* GIVEN DATA

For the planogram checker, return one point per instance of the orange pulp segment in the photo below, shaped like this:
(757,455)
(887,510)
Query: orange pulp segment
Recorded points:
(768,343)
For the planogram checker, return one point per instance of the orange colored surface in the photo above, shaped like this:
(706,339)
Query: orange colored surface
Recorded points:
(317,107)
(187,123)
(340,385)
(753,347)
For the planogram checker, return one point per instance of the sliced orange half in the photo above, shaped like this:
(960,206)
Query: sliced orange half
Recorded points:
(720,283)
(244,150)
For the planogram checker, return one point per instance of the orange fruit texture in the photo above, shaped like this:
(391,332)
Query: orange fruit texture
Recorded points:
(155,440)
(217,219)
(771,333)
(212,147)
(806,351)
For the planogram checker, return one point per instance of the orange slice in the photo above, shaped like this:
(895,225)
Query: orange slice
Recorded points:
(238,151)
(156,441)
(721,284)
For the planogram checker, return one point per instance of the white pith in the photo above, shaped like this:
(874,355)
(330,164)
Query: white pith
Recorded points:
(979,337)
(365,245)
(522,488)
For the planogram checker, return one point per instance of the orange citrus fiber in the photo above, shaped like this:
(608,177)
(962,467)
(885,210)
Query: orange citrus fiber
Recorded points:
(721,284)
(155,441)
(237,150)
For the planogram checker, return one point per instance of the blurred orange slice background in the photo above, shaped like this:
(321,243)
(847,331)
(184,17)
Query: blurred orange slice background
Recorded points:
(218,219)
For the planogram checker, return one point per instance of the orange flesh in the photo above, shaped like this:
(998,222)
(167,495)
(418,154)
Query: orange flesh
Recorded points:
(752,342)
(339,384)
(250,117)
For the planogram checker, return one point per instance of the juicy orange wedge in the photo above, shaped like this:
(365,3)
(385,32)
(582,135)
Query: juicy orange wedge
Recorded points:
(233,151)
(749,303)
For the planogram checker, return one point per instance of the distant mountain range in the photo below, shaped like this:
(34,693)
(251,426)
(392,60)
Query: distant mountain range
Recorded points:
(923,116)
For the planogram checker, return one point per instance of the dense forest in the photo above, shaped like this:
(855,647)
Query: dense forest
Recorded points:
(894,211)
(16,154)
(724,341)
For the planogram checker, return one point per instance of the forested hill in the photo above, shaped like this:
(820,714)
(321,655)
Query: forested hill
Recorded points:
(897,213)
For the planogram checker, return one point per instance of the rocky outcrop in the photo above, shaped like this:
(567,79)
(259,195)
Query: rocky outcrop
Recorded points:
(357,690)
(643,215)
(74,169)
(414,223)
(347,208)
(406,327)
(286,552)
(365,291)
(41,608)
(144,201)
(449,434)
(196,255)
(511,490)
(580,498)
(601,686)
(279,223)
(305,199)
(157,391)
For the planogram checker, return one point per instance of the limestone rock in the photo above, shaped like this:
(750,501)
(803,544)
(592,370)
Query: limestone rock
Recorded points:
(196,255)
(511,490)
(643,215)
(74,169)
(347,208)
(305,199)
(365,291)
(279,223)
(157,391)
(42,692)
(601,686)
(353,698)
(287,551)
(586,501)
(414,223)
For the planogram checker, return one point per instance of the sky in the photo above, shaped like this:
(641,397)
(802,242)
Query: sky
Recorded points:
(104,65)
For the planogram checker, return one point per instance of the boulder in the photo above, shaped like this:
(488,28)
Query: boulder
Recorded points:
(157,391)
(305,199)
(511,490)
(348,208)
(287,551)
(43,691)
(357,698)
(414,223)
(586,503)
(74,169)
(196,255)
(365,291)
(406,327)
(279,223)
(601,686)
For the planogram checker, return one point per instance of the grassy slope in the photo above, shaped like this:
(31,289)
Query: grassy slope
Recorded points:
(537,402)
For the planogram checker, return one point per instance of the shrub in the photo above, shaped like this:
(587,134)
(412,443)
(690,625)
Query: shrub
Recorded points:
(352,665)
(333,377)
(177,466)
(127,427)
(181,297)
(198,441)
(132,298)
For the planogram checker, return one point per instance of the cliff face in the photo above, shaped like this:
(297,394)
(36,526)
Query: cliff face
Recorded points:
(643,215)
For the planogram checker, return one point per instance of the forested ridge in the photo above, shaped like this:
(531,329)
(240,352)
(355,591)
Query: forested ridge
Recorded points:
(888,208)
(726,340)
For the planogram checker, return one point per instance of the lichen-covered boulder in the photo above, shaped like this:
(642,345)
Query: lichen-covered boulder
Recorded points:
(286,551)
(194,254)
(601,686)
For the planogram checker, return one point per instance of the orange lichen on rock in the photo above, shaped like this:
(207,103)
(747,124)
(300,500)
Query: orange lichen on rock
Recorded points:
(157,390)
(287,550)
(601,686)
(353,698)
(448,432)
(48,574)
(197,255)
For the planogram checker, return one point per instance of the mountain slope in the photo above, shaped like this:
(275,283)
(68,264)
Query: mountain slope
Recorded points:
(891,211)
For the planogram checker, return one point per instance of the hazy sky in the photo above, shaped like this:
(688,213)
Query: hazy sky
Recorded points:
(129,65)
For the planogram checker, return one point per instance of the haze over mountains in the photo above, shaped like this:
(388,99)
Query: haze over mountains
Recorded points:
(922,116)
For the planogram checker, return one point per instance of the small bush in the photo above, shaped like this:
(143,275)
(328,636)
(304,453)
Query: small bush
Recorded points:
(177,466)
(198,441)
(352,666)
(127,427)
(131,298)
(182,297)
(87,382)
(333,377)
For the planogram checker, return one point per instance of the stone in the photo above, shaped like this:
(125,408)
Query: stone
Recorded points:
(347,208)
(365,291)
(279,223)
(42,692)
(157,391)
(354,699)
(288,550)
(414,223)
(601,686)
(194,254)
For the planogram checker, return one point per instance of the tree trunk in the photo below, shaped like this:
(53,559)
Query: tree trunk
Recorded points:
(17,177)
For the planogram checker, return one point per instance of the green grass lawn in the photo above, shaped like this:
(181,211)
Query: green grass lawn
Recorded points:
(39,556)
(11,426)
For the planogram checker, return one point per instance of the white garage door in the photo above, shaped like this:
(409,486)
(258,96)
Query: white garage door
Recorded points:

* WHAT TO WORK ON
Without omitting anything, output the entries exactly.

* EXERCISE RESPONSE
For the planogram checker, return one point per instance of the orange pulp segment in the photo below, shaped like this:
(757,455)
(887,510)
Query: orange pulp segment
Recorded points:
(768,343)
For the planogram checker, return one point per instance of the orange colored surface in the photo above, shaped like this:
(706,339)
Query: orange colored surface
Recorded points:
(317,107)
(187,123)
(340,385)
(753,347)
For the planogram checker, return one point per instance of the sliced orange half in the photo above, shaped like this:
(960,206)
Query: sliced orange half
Recorded points:
(720,283)
(244,150)
For the planogram checker, return one point per instance of the orange fruit texture in the photo above, shaped like this:
(391,332)
Query: orange fruit texture
Recorded points:
(155,440)
(217,219)
(771,333)
(212,147)
(806,351)
For the planogram checker, return one point per instance of the orange slice in the photo above, shaped like this:
(895,225)
Query: orange slice
Recorded points:
(238,151)
(156,441)
(721,284)
For the planogram checker, return one point per instance of the white pith in the photo above, shaped like this:
(874,355)
(330,164)
Query: white pith
Recorded points:
(979,337)
(365,245)
(522,488)
For the planogram checker, return one point per instance of the orange citrus fiber in the photo above, shaped like this:
(608,177)
(962,467)
(885,210)
Query: orange citrus fiber
Recorded points:
(721,284)
(155,441)
(237,150)
For the planogram checker, return one point per instance of the blurred orange slice background in the photo above, shaped like this:
(321,243)
(847,331)
(184,17)
Query: blurred orange slice background
Recorded points:
(218,219)
For the planogram checker, return one point per instance of the orange flesh in the photo above, shaped like this:
(998,222)
(167,495)
(418,154)
Query: orange flesh
Recorded points:
(752,342)
(339,384)
(250,117)
For the planogram checker, return one point per instance of the juicy orange wedge in the photo above, shaped like this:
(365,3)
(385,32)
(582,135)
Query: juicy orange wedge
Recorded points:
(233,151)
(749,303)
For the planogram checker, return one point per instance of the distant mountain range in the photo below, shaped like this:
(34,693)
(251,426)
(392,60)
Query: distant mountain range
Recorded points:
(923,116)
For the planogram checker, return one point per instance of the dense forest in the photo above, shaped like this:
(855,647)
Query: dense forest
Recorded points:
(894,211)
(16,154)
(724,341)
For the planogram checker, return one point per instance of the forested hill in the photo above, shaped like this:
(820,714)
(321,655)
Query: forested hill
Recorded points:
(897,213)
For the planogram checker, return one point per instance of the rocky outcrop in the photo above, shaped like this:
(567,79)
(259,195)
Query: rocky outcrop
Recorded points:
(357,690)
(643,215)
(74,169)
(414,223)
(347,208)
(406,327)
(286,552)
(365,291)
(41,608)
(144,201)
(449,434)
(196,255)
(511,490)
(580,498)
(601,686)
(279,223)
(305,199)
(157,391)
For the planogram checker, return one point per instance of the limestone rock in the photo above, shaped like this:
(750,501)
(803,544)
(592,370)
Query: limestone rock
Recorded points:
(196,255)
(511,490)
(643,215)
(74,169)
(347,208)
(305,199)
(365,291)
(279,223)
(157,391)
(42,692)
(601,686)
(353,698)
(287,551)
(586,501)
(414,223)
For the planogram checker, return one point per instance of the sky in the photo above, shaped like this:
(641,397)
(802,242)
Query: sky
Recorded points:
(104,65)
For the planogram checker, return one point per instance of the boulder in the photo above, shaped like this:
(488,28)
Query: boulder
Recorded points:
(157,391)
(305,199)
(511,490)
(348,208)
(287,551)
(43,691)
(357,698)
(414,223)
(586,503)
(74,169)
(196,255)
(365,291)
(406,327)
(279,223)
(601,686)
For the planogram checker, return one point per instance of the grassy slope in the photo above, shaped like this:
(31,289)
Query: grassy slope
Recorded points:
(537,402)
For the planogram checker, return one point per instance of the shrub in the photo above, shaped like this:
(587,134)
(412,443)
(690,625)
Query: shrub
Recorded points:
(352,665)
(333,377)
(177,466)
(127,427)
(181,297)
(198,441)
(132,298)
For the planogram checker, return one point per instance of the cliff face in the photo above, shaped like this:
(297,394)
(36,526)
Query: cliff face
Recorded points:
(643,215)
For the planogram checker, return one point per instance of the forested ridge in the photo above, shaped like this:
(531,329)
(240,352)
(355,591)
Query: forested ridge
Recorded points:
(888,208)
(726,340)
For the planogram checker, return one point per instance of the lichen-covered boulder in the photo above, shaped like this:
(642,345)
Query: lichen-covered boulder
Recorded points:
(286,551)
(194,254)
(601,686)
For the planogram checker, return one point per instance of the orange lichen on rock in the photo above, shaped like this:
(207,103)
(747,124)
(300,500)
Query: orange lichen on rock
Recorded points:
(157,390)
(287,550)
(601,686)
(353,698)
(448,432)
(48,574)
(197,255)
For the planogram checker, return one point per instance of the mountain slope in the photo above, shaped like this:
(275,283)
(68,264)
Query: mountain slope
Recorded points:
(891,211)
For the planogram checker, return one point per instance of the hazy sky in the photo above, shaped like this:
(688,213)
Query: hazy sky
Recorded points:
(129,65)
For the planogram checker, return one point per instance of the haze over mountains in the photo above, shaped like this:
(388,99)
Query: haze over mountains
Recorded points:
(922,116)
For the planogram checker, return one point per instance of the small bush in the photo above, shaped like this:
(143,275)
(328,636)
(304,453)
Query: small bush
Recorded points:
(177,466)
(198,441)
(352,666)
(127,427)
(131,298)
(182,297)
(87,382)
(333,377)
For the planogram checker, return one point per instance of the stone in the photo above, shaped like this:
(125,408)
Query: stone
Recorded points:
(347,208)
(365,291)
(279,223)
(42,692)
(157,391)
(354,699)
(288,550)
(414,223)
(601,686)
(194,254)
For the planogram checker, return one point per instance of the tree trunk in the photo below, shaped like this:
(53,559)
Query: tree trunk
Recorded points:
(17,177)
For the planogram checker, return one point per instance of the green grass lawn in the photo above, shaped like this:
(181,211)
Query: green grass lawn
Recorded points:
(39,556)
(11,426)
For the planogram checker, return one point per instance of the white garage door in the photo above, shaped like this:
(409,486)
(258,96)
Query: white garage door
Recorded points:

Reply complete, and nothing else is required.